## Given request A
Do these statements agree with the College of Charleston profiles? (i) Perlmutter became chair of the philosophy department in 1984. (ii) Piepmeier's book Girl Zines came out in 2003. (iii) Pollitzer raised more than $1,500. Answer yes or no for each and quote the deciding words from the profiles.
## Given request B
Can you extend the College of Charleston profiles, picking up after their final sentence?

## Selected passage
----

Marty Perlmutter joined the College as a philosophy professor in 1979 and rose to serve as chair of the department in 1984. The Jewish community force went on to become director of the Yaschik/Arnold Jewish Studies Program in 1991. He helped create the Jewish Studies Program and is especially proud of its unique administrative structure, which oversees Jewish student life, community outreach and an academic program with both a major and a minor, travel opportunities and a designated Jewish studies faculty, including two endowed chairs. The College’s kosher vegetarian/vegan dining facility, Marty’s Place, opened in 2016 and was named in Perlmutter’s honor. Perlumutter currently serves as director emeritus of the program.
Alison Piepmeier was an English professor and the first full–time director of the College’s Women’s and Gender Studies Program from 2005 to 2016, when she passed away. Her work on Third Wave feminist activism led to a 2003 co-edited anthology, Catching a Wave: Reclaiming Feminism for the 21st Century, and a 2009 book, Girl Zines: Making Media, Doing Feminism. She was a beloved activist, advocate, mentor, mother and friend whose legacy will live on through the Alison Piepmeier Scholarship at the College of Charleston and the Southeastern Women’s Studies Association (SEWSA) Alison Piepmeier Outstanding Student Award.
Carrie Teller Pollitzer dedicated her life to advancing women’s rights in South Carolina. On behalf of Charleston’s City Federation of Women’s Clubs, she led a petition for the College of Charleston’s admission of women in 1918. When told $1,200 was needed to construct a women’s lounge and hire a matron, Pollitzer organized a mass meeting at the Charleston Chamber of Commerce and raised more than $1,500. On July 24, 1918, President Harrison Randolph signed an agreement to admit women to the College “on exact parity with men,” and the first 13 women entered the College on September 30, 1918.
Harrison Randolph served as the 11th president from 1897 to 1945, as well as a professor of math. During his tenure, women were admitted to the College, residence halls were constructed and scholarships were created to expand the student population to all of South Carolina. Through these improvements, the College experienced a spike in enrollment — from 68 students in 1905 to more than 400 in 1935.

----

Dataset excerpt:
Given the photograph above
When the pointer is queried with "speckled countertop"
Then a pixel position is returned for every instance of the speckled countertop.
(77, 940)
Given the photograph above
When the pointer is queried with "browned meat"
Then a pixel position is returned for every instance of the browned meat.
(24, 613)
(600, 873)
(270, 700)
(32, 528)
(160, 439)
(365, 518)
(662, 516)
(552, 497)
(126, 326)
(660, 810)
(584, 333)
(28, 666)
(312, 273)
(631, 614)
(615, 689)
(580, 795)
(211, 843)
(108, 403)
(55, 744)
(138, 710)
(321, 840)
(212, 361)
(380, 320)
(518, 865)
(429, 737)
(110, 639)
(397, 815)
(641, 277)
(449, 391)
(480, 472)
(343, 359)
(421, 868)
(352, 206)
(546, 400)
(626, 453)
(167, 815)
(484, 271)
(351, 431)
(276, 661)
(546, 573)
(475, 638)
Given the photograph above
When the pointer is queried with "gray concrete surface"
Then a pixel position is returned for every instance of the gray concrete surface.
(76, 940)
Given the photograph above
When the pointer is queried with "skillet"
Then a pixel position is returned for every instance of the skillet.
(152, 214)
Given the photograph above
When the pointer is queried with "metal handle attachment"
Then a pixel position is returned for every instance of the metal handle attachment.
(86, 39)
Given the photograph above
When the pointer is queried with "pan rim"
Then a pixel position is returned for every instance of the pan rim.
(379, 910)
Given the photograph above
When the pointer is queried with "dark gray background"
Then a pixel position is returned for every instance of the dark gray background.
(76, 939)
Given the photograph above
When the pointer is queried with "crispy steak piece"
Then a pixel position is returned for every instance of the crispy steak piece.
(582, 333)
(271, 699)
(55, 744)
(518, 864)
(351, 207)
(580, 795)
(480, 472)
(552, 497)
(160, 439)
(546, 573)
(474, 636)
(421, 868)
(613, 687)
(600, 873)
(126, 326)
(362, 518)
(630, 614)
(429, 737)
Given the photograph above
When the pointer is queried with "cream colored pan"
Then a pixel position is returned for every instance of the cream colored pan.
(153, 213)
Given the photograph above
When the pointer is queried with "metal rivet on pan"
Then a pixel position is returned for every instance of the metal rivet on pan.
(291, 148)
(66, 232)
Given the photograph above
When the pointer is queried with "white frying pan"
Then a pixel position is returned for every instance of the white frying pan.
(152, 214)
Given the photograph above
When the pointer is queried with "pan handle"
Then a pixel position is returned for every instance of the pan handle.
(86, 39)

----

## Result A
(i) Yes: "rose to serve as chair of the department in 1984"
(ii) No: "a 2009 book, Girl Zines: Making Media, Doing Feminism"
(iii) Yes: "raised more than $1,500"

## Result B
Howard F. Rudd Jr. was founding dean of the School of Business who led the school through its first Association to Advance Collegiate Schools of Business (AACSB) accreditation in 1988 and its reaffirmation in 1994. He was the developer or co-developer of numerous academic-business partnerships and programs, including the S.C. Economic Developers School and the School of Business’ Paul T. Nelson Intermodal Transportation Program (now the undergraduate Logistics and Supply Chain Management Program); various majors, minors and interdisciplinary programs and courses; two centers of excellence; and numerous grants. Rudd helped develop four school advisory boards and generated more than $5 million in three years. The College honored him as its first dean emeritus and gives two annual awards in his name: the Howard F. Rudd Jr. Businessperson of the Year Award and the Howard F. Rudd Jr. Distinguished Faculty Award for Service Leadership.
Willard Silcox ‘33 was perhaps the most influential and iconic figure in the College’s athletics history. He stands alone for his lifetime dedication to improving and enriching CofC athletics. Silcox’s many positions, beginning from his unmatched play as a student-athlete on the tennis team to his many years of service in both the athletics and alumni departments, are a testament to his successful tenure. In honor of Silcox’s contributions, the College dedicated the Willard Silcox Physical Education and Health Center in 1995. The longtime coach was nicknamed the “Godfather of George Street.” In 1985, the College awarded Silcox its highest honor — the Founders’ Medal.
Robert Scott Small ’36, the president and CEO of the Dan River Corporation, donated the funds to create the 38,000-square-foot building that bears his name on Cougar Mall. When it opened in 1972, it was the College’s first new library since 1855 (Towell Library in the Cistern Yard). It is now used for classroom and office space following the opening of the Marlene and Nathan Addlestone Library in 2005.
Theodore Sanders Stern, the 16th president of the College (from 1968 to 1979), not only transitioned the College from a private school of 481 students to a state institution with more than 5,000 undergraduates, but he created the College’s graduate school and facilitated the admission of students of color. Stern is credited with the school’s biggest growth spurt to date with the purchase of 120 buildings and construction of nine new buildings. The Stern Student Center and one of the highest awards given to graduating students, the Ted Stern Cup, are named in his honor.
Jane Lucas Thornhill ‘46 and Elizabeth Jenkins Young ’39 were preservationists who stopped the demolition of the Wagener House, a c. 1817 house at 6 Green Street on the College of Charleston grounds by standing in front of bulldozers ready to raze the structure. The house was saved and moved to 10 Green Street and now houses the Honors College. Both Thornhill and Young were lifelong volunteers with a passion for Charleston and the College. Among their many efforts is serving as presidents of the Alumni Association of the College. Thornhill was also the sole fundraiser for the College of Charleston Alumni Association and first president of Tri Delta Sorority Alumnae Association. Young received the highest award given at the College — the Founders’ Medal – in 1987.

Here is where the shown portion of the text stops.